» **TASK DESCRIPTION**
Reproduce the material from its first line through the line containing "[0,138,101,153]", changing "harvested field" to "plowed field" and keeping everything else the same.

## BEGIN RECORDS SUPPLIED

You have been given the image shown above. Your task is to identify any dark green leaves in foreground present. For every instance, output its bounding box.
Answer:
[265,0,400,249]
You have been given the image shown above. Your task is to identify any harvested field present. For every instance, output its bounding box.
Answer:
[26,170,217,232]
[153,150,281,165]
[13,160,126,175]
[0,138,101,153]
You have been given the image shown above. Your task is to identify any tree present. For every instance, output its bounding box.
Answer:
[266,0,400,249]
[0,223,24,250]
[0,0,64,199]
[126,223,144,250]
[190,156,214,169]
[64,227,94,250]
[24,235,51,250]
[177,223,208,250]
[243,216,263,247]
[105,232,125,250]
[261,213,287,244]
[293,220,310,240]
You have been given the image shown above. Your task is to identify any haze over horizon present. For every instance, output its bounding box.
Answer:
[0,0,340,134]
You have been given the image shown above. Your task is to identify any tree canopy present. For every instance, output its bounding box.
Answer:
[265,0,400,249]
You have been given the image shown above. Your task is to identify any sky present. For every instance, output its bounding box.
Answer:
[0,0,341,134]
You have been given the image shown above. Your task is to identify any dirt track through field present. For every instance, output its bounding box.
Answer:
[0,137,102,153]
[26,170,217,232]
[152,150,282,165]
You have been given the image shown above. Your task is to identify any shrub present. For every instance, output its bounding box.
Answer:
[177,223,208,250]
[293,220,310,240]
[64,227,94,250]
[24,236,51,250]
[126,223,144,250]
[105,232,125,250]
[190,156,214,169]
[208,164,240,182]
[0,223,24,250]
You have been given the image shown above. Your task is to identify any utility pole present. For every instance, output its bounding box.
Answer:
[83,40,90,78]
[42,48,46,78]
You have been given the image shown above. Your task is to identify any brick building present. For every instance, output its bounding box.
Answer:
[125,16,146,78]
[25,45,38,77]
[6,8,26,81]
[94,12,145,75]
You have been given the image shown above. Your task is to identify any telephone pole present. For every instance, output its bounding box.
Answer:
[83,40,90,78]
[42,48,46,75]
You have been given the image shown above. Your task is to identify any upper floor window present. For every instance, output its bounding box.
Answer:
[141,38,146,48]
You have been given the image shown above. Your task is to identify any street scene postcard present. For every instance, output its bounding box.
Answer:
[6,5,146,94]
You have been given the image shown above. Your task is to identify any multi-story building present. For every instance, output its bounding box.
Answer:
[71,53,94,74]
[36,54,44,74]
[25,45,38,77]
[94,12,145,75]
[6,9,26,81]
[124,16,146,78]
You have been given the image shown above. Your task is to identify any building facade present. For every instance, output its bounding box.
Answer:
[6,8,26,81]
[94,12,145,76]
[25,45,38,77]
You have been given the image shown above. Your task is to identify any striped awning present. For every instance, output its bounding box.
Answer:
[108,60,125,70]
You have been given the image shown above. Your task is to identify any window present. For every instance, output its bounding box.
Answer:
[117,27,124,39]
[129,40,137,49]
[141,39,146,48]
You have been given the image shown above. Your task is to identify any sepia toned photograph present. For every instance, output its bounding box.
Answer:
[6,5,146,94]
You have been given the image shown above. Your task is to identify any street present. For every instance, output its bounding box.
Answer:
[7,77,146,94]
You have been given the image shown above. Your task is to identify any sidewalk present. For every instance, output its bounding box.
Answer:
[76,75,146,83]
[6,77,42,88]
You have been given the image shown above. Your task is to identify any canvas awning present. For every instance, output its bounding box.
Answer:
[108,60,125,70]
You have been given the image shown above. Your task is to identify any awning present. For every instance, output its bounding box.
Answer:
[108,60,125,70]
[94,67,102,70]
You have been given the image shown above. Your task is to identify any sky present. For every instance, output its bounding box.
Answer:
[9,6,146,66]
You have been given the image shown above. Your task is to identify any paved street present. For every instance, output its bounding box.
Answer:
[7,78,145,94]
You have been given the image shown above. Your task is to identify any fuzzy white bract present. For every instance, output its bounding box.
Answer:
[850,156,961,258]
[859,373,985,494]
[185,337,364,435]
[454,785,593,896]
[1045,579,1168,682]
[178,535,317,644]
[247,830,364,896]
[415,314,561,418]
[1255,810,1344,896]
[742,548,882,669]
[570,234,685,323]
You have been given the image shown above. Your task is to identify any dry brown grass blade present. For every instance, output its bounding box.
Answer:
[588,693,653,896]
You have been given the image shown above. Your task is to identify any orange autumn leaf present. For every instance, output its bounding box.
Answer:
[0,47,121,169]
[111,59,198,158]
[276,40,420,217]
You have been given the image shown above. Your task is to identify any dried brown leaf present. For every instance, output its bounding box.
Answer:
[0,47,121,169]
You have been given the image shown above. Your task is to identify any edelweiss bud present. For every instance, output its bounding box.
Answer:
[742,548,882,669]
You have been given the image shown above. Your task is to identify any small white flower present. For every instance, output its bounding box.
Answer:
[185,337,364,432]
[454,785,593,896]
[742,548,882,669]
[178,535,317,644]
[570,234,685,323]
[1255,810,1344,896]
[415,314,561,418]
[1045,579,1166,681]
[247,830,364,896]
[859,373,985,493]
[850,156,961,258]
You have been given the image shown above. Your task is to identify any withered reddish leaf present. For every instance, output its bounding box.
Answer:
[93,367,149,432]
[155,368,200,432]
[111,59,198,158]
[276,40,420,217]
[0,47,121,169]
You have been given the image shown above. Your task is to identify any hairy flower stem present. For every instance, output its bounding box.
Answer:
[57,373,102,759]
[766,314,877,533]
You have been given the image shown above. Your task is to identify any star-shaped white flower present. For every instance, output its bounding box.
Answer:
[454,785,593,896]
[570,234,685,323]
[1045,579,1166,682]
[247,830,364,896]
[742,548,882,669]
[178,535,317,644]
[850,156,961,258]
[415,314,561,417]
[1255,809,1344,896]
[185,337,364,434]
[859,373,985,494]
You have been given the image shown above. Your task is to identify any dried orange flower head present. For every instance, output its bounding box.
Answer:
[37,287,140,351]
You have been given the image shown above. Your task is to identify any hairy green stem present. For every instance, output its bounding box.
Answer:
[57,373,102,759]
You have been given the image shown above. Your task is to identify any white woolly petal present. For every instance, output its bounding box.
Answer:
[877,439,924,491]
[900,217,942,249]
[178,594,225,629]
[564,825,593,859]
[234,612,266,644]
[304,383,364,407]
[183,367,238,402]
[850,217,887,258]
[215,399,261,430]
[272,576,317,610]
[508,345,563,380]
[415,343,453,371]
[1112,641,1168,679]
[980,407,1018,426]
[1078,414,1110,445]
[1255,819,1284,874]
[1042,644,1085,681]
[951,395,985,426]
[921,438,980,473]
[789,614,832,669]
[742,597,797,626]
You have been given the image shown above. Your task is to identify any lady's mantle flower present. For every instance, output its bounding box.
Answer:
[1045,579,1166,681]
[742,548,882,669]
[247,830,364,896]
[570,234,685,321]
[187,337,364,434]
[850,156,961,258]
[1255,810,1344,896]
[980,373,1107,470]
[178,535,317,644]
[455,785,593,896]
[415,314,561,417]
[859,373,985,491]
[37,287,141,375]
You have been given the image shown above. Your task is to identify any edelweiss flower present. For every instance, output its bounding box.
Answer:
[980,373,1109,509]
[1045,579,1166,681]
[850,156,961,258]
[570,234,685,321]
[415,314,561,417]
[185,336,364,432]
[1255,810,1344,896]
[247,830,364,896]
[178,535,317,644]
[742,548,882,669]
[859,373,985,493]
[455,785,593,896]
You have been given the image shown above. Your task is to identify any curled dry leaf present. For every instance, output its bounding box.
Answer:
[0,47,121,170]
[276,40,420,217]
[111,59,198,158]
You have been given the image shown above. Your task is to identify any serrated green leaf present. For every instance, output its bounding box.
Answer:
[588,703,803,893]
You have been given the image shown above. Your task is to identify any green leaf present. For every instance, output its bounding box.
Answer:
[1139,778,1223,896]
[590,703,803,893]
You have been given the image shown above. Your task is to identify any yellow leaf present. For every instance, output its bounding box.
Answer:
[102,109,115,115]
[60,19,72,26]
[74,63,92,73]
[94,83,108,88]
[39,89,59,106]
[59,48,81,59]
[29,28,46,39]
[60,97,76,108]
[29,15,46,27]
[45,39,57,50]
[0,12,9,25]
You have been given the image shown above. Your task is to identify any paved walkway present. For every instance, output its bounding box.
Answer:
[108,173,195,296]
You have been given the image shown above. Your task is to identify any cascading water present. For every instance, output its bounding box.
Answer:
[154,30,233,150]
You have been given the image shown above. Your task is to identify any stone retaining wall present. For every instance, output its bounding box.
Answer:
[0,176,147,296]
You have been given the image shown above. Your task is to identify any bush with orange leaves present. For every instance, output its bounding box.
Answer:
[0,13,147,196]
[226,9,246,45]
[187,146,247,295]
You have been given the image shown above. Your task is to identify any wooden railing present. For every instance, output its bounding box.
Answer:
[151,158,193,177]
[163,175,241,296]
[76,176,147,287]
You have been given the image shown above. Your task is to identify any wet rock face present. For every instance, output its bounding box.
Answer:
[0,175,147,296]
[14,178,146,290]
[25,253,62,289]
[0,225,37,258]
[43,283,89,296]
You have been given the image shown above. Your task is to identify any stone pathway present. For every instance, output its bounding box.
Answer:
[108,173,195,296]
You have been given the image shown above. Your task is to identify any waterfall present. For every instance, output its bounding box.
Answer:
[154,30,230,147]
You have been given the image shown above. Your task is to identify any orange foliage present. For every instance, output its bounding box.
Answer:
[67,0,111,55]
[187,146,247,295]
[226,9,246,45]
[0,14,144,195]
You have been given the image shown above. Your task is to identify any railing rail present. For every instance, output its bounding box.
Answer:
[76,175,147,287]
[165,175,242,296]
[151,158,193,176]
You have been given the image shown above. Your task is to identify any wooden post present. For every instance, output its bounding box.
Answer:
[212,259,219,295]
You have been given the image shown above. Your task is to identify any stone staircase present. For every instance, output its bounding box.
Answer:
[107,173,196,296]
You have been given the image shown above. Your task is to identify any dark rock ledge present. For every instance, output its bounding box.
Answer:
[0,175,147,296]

## END RECORDS SUPPLIED

» **EXERCISE ANSWER**
You have been given the image shown above. Your task is to identify any dark green leaves in foreground present. For every instance, output its bounding box.
Answer:
[265,0,400,249]
You have been given the image shown above. Your task is to identify any plowed field present. For every instance, output its bounding box.
Answer:
[26,170,217,232]
[153,150,281,165]
[13,160,126,175]
[0,138,101,153]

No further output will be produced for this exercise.